--- TEXTO EXTRAÍDO ---
/---
Gap honesto vs. papers completos (CARINA12/BICA/DMA/Mirror plans):

• Ya cubrimos lo esencial del substrate clásico + DMA por engram + regulación bidireccional + Mirror runner interno + harness de campañas.
• Lo que queda más "futuro/1.0":
  • Spreading aún más denso (redes semánticas grandes con decaimiento + fan-out explícito).
  • Production compilation más formal (chunks de condiciones + variabilización).
  • Algoritmo 1 exacto con overhead por gen + χ persistente multi-sesión (tenemos approx + drift).
  • Campañas MonteCarlo built-in con N seeds + tablas automáticas (tenemos el runner, usuario puede envolver fácilmente).
  • Evaluación Mirror "live" contra LLMs reales para AMS real (tenemos el offline self-eval + playground; Gemini opcional en lab full).
• Estamos mucho más cerca que antes: los paquetes ya permiten reproducir cualitativamente claims clave (recuperación <10 pasos vía DMA+recovery logic, impacto de pathways en memoria, AMS-like subiendo con desarrollo, deltas medibles al ablacionar substrate clásico). El "paquete que volvía loco" ya no lo hace gracias a useRecalled + recovery en good outcome + lecciones con signature.

Cómo seguimos (sugerencias post-reporte para próximos ciclos):

• Añadir 1-2 escenarios Mirror extra o scoring más fino (e.g. delta por AMF).
• Pequeño runner de campañas con agregación (mean+std por condición).
\---
--- EXTRACTO DE DATOS ---
/---
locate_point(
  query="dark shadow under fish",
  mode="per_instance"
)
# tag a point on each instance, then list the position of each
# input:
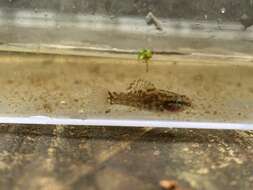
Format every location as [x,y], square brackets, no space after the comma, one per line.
[144,95]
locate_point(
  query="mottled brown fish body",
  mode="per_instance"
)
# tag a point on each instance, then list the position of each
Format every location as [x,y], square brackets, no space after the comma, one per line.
[150,99]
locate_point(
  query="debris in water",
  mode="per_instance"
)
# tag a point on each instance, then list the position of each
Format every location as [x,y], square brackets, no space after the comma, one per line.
[246,21]
[144,95]
[169,185]
[151,19]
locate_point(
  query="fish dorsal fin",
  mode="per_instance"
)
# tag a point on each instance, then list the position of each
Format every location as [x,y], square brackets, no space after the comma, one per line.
[140,85]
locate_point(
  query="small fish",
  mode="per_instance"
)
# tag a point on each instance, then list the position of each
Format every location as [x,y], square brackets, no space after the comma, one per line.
[144,95]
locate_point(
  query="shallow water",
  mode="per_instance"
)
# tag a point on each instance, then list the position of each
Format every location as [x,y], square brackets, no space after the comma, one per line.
[76,86]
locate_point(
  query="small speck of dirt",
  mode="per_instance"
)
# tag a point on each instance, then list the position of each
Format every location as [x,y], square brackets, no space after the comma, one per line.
[169,185]
[10,81]
[238,84]
[77,82]
[47,107]
[198,77]
[107,111]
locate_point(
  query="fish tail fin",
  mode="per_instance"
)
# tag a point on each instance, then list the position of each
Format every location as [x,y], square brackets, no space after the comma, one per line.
[110,97]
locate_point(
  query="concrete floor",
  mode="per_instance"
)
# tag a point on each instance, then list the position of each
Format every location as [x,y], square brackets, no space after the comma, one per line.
[66,157]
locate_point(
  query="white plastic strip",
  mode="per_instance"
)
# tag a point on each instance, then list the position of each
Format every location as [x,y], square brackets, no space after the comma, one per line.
[42,120]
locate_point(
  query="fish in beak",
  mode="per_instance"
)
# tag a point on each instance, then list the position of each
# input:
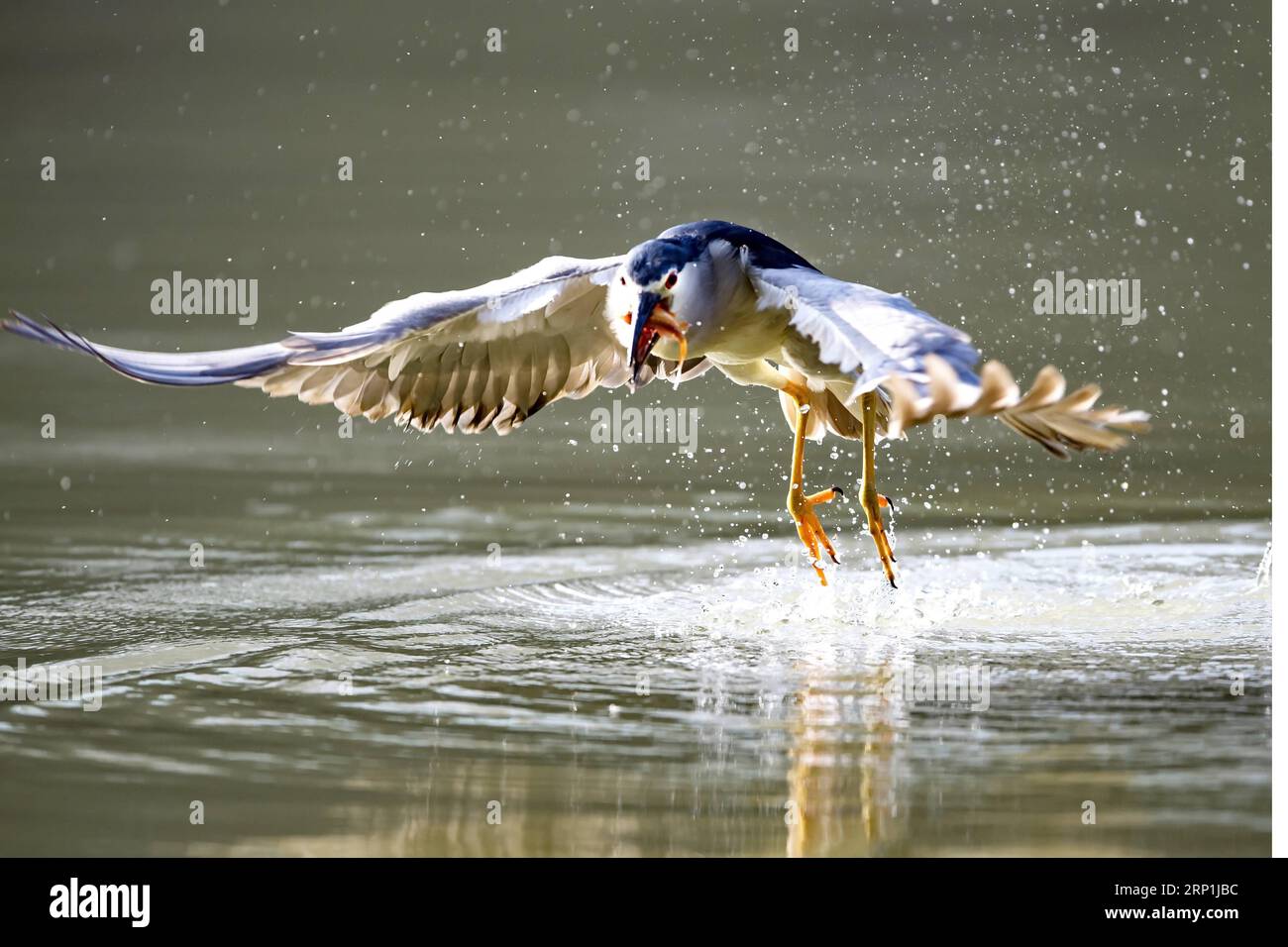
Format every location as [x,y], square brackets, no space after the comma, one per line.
[653,321]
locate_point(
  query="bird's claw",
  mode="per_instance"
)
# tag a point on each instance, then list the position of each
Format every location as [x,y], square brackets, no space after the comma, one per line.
[871,501]
[809,527]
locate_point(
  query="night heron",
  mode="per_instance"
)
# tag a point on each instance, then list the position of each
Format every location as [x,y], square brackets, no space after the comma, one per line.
[844,359]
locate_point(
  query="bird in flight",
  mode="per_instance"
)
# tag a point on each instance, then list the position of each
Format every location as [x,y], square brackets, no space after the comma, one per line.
[845,359]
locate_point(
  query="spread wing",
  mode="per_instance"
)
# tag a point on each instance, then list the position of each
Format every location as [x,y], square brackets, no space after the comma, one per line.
[925,368]
[866,333]
[464,360]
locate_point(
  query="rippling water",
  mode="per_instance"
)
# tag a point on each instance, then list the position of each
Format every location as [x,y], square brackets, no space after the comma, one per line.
[320,692]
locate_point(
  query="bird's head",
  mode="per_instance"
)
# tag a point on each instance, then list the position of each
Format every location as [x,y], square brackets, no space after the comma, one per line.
[661,283]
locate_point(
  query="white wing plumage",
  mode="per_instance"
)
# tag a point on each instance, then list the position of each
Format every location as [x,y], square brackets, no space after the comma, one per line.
[863,331]
[464,360]
[925,368]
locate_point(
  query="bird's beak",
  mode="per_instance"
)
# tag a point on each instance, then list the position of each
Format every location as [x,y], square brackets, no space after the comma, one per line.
[652,321]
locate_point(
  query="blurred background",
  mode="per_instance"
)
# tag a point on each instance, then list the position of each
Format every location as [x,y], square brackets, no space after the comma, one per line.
[469,165]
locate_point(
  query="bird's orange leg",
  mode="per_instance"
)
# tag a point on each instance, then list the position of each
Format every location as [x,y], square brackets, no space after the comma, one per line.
[800,505]
[870,499]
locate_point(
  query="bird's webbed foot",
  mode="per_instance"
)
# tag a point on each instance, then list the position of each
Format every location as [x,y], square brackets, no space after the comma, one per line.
[872,501]
[809,527]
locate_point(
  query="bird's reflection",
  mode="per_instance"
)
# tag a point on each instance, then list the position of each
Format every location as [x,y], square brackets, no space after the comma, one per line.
[844,781]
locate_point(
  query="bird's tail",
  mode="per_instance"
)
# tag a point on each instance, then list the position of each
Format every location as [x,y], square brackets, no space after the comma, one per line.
[1056,420]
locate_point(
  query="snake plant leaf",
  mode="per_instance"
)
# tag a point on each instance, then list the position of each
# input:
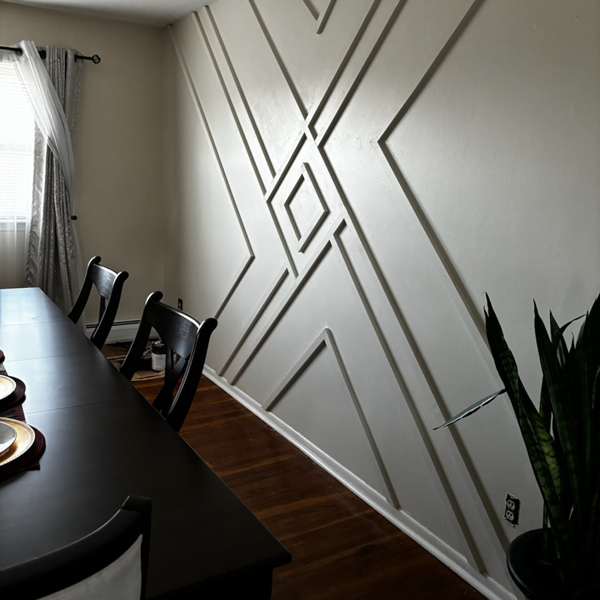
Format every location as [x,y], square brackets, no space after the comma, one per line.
[558,340]
[538,441]
[471,409]
[558,392]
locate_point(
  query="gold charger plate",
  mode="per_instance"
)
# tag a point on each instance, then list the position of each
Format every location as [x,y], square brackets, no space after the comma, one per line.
[7,386]
[24,441]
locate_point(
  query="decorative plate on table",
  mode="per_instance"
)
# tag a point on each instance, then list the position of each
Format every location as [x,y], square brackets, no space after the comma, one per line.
[8,435]
[7,386]
[24,440]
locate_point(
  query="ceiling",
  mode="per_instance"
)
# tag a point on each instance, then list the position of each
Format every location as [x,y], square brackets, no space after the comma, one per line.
[147,12]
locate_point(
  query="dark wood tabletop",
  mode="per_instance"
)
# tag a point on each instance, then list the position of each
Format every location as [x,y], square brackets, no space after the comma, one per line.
[105,442]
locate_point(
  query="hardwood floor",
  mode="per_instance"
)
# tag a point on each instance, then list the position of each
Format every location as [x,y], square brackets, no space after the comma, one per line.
[341,548]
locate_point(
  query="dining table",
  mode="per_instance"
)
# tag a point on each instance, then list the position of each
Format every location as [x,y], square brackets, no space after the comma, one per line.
[104,442]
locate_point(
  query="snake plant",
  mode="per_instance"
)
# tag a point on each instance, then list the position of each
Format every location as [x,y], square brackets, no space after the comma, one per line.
[562,437]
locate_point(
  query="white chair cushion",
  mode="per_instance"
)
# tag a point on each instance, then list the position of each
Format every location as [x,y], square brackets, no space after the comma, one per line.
[121,580]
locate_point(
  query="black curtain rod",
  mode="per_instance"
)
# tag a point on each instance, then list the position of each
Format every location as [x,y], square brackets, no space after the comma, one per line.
[94,58]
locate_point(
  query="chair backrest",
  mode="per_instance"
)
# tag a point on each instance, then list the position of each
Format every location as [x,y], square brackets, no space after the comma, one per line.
[109,285]
[111,562]
[183,336]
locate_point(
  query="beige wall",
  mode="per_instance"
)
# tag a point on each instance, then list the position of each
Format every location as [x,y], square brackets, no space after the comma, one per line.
[118,151]
[343,199]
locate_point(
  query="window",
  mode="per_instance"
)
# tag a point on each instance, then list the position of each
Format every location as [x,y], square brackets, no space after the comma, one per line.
[17,145]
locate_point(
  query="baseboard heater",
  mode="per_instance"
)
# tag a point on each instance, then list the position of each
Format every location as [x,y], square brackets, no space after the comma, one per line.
[122,331]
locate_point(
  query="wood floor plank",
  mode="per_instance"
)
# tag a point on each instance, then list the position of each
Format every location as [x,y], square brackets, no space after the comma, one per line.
[341,548]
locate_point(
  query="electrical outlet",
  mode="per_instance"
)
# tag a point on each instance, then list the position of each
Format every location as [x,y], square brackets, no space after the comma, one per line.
[512,509]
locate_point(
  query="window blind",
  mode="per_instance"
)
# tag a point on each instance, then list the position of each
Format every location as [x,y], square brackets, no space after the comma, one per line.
[17,143]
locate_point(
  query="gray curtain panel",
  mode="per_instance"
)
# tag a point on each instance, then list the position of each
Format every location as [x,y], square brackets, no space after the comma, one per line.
[53,262]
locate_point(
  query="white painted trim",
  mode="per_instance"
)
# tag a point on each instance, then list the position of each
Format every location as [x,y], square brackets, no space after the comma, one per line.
\---
--- TAREAS POR REALIZAR ---
1. En el texto sobre el gap frente a los papers completos, ¿qué hace que el "paquete que volvía loco" ya no lo haga?
2. Prosigue el texto sobre el gap frente a los papers completos a partir del punto en que termina.

--- RESPUESTAS ---
1. Lo logran useRecalled, la recuperación en good outcome y las lecciones con signature.

2.
• Tutoriales largos externos (sitio o carpeta /docs con notebooks).
• Un ejemplo "plug-in" de lecciones exportadas a un micro-agente externo (no robot; e.g. un bandit wrapper).

Todo lo anterior está ya en los paquetes actuales (0.7.x) vía los mismos MarinaAgent de npm y pip. Instala, usa los harnesses y perfiles, y contribuye midiendo deltas reales.

Verificación rápida que el usuario puede correr ahora:

# Python
pip install marinaedutlan
python -c "
from marina.core import MarinaAgent
a = MarinaAgent()
a.run_episode(80)
print('mirror:', a.evaluate_mirror_amf('full')['overallMirrorScore'])
camp = MarinaAgent.run_ablation_campaign(None, None, 60, 7, ['no_dma','no_spreading'])
print('campaign deltas:', camp['deltas'])
print('done')
"

# npm
npx marinaedutlan run --steps 60 --mirror
# o programático con tsx / node en el core

¡Listo para seguir puliendo o cambiar foco! Los 4 items de la lista están notablemente más avanzados y simétricos.